[What to work on] Copy the records below, starting at the start of the records and ending at the line that contains "point(39, 339)", with "water splash" swapped for "wave crest" and nothing else changed. Do not include the pictures.
---+---
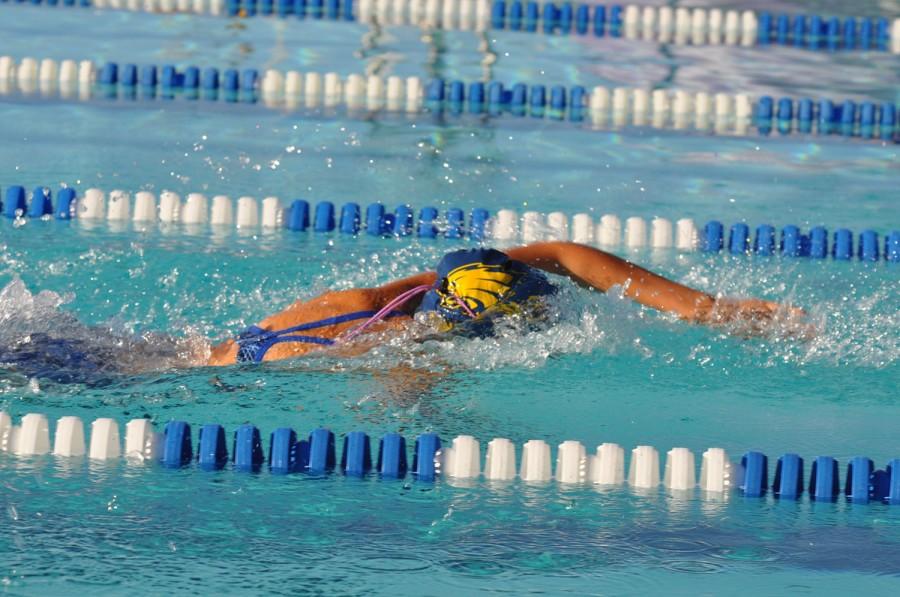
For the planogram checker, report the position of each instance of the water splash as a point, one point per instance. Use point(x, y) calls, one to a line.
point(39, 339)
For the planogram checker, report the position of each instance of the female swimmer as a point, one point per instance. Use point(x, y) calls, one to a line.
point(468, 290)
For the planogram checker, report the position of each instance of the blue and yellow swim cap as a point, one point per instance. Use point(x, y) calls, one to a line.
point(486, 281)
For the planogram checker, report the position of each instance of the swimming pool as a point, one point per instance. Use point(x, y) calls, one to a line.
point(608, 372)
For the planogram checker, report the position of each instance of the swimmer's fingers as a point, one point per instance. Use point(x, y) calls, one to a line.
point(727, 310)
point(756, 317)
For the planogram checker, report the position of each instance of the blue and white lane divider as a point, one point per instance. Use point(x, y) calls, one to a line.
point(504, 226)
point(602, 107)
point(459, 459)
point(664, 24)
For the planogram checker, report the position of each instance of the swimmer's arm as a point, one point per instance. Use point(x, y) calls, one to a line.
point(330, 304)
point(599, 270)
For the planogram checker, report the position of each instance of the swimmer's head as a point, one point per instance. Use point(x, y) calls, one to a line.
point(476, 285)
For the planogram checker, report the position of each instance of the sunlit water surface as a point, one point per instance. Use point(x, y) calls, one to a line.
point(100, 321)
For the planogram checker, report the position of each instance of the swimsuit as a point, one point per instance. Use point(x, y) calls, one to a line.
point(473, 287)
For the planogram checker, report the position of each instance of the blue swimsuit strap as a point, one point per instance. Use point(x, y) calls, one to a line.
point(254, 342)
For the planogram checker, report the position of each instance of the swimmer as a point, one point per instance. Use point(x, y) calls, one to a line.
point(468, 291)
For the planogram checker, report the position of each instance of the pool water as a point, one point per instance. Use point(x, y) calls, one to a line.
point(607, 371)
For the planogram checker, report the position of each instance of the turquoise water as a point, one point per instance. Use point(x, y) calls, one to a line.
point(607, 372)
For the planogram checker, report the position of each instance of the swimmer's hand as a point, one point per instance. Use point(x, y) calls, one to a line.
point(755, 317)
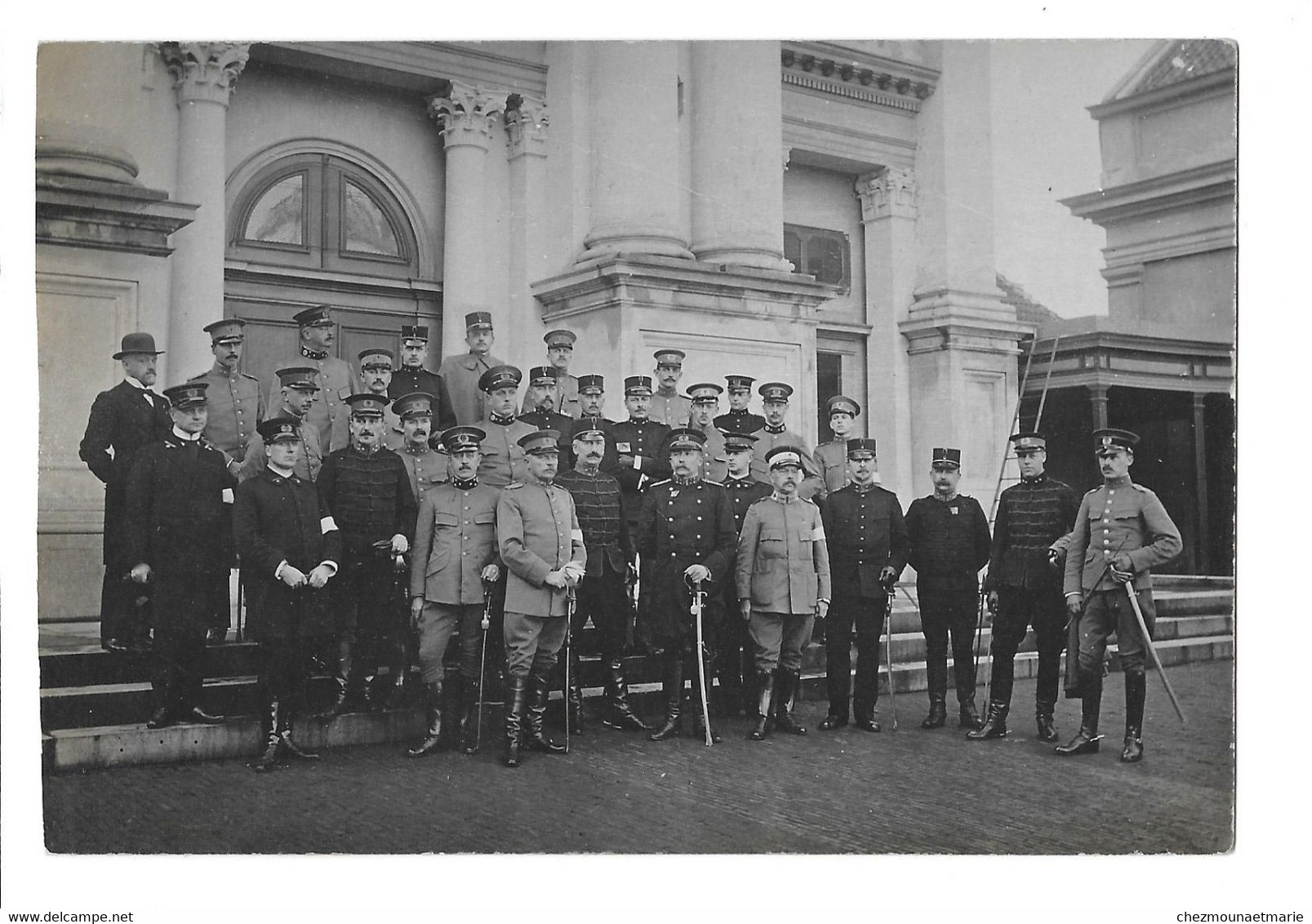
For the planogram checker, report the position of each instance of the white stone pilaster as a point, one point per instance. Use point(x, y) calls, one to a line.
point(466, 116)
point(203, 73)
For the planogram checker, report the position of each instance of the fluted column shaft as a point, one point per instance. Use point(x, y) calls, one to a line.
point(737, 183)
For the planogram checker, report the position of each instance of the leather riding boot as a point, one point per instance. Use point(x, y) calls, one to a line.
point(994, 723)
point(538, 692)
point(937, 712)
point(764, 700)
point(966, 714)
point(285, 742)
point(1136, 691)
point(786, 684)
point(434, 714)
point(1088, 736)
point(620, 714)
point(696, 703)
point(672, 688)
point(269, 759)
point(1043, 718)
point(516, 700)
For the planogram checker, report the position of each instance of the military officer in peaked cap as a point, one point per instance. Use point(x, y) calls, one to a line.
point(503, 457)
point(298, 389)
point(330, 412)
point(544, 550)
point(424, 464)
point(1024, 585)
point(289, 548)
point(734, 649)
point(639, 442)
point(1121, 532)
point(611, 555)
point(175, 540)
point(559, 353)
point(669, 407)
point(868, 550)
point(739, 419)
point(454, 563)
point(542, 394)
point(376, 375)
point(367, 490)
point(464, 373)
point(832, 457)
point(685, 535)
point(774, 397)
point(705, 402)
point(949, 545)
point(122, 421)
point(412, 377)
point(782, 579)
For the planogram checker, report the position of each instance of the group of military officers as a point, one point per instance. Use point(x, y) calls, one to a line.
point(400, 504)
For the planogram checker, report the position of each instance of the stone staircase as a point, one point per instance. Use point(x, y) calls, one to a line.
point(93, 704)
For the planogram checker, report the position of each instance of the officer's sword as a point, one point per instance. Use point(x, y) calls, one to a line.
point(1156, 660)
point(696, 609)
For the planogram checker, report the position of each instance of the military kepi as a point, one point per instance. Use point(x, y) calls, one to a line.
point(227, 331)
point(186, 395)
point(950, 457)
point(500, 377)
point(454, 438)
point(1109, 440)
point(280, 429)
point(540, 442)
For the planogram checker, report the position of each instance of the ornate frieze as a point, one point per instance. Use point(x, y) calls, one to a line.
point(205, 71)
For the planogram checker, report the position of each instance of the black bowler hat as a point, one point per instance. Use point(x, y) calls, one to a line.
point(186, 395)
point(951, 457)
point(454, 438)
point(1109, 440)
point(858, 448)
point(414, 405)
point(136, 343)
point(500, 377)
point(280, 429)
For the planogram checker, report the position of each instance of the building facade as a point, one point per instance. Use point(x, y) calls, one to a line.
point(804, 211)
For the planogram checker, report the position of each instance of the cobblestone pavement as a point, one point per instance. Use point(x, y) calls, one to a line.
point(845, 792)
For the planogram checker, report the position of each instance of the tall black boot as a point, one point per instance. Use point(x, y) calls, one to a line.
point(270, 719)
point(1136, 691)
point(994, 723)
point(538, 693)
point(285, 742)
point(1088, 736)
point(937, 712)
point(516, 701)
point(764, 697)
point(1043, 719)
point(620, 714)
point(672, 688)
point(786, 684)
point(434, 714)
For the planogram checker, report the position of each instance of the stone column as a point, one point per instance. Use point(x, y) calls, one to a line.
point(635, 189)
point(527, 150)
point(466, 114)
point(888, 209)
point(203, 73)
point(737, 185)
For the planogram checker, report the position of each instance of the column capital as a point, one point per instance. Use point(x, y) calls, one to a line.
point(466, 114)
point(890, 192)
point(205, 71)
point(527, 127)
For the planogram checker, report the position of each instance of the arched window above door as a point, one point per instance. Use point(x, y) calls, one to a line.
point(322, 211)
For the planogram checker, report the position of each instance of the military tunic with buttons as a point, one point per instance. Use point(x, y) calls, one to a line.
---+---
[Reply]
For the planogram checker, report the position of each instance of the wave crest as a point, one point per instance. Use point(x, y) calls, one to a line.
point(39, 339)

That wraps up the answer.